» **Dataset extract**:
-- -- --

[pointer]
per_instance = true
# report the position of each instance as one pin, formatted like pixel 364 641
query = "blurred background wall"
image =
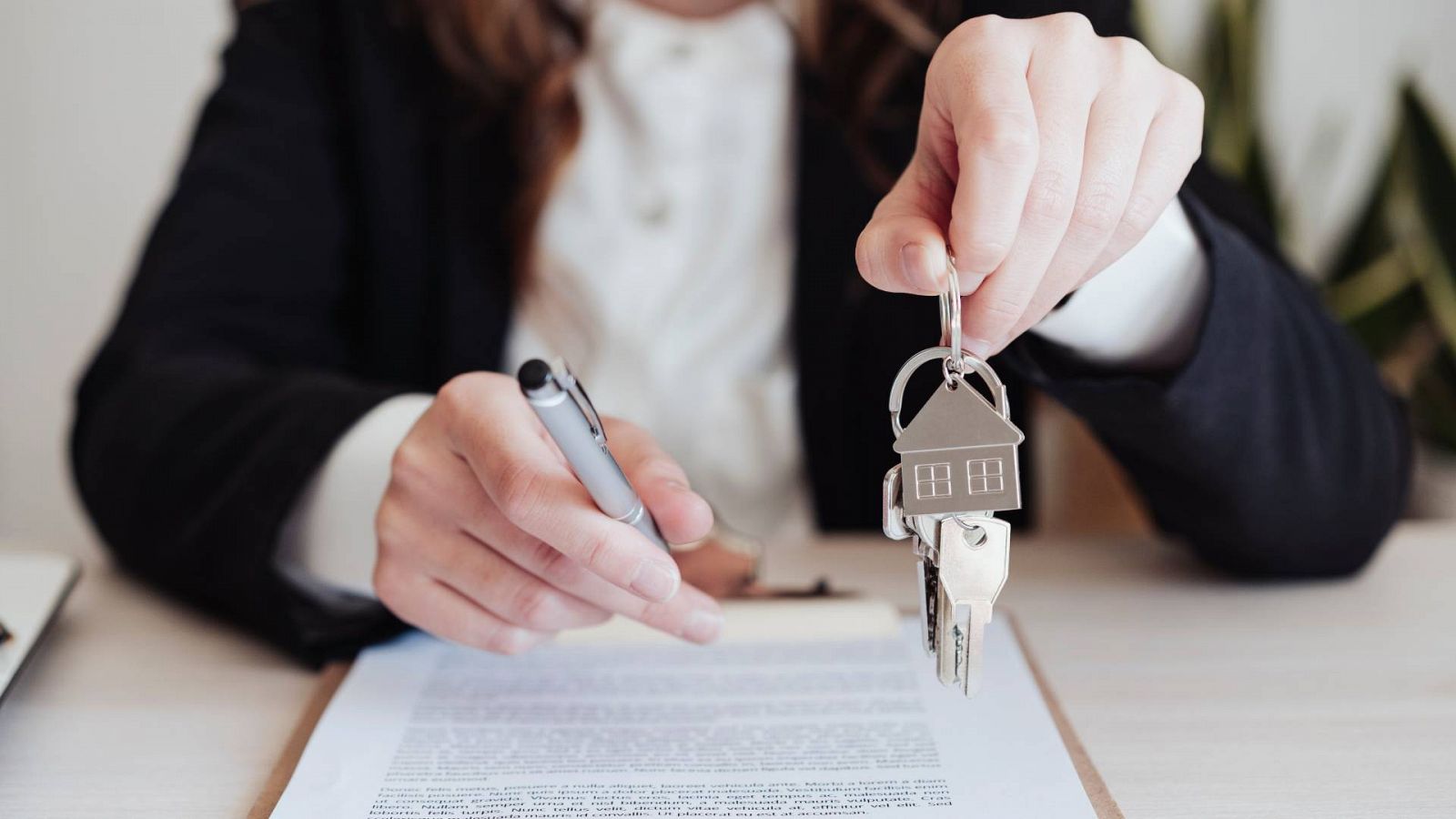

-- -- --

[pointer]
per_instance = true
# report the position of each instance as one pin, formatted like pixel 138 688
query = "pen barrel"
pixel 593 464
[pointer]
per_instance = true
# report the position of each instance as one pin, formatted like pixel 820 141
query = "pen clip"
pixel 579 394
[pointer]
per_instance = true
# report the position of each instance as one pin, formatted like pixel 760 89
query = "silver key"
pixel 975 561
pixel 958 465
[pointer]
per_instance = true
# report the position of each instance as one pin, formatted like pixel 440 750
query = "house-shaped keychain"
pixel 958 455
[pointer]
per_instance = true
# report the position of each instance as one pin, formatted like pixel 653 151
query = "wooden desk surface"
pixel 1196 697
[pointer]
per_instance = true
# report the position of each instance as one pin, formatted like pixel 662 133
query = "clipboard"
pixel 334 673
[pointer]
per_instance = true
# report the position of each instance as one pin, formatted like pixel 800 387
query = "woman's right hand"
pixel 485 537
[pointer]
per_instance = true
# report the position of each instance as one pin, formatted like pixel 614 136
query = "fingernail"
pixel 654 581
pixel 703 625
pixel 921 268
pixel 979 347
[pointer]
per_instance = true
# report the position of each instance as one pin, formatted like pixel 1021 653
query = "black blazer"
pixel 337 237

-- -- --

» **Assignment**: In how many lines of the preceding material does the word "position" occur? Answer with the number only.

» **Completed task**: 10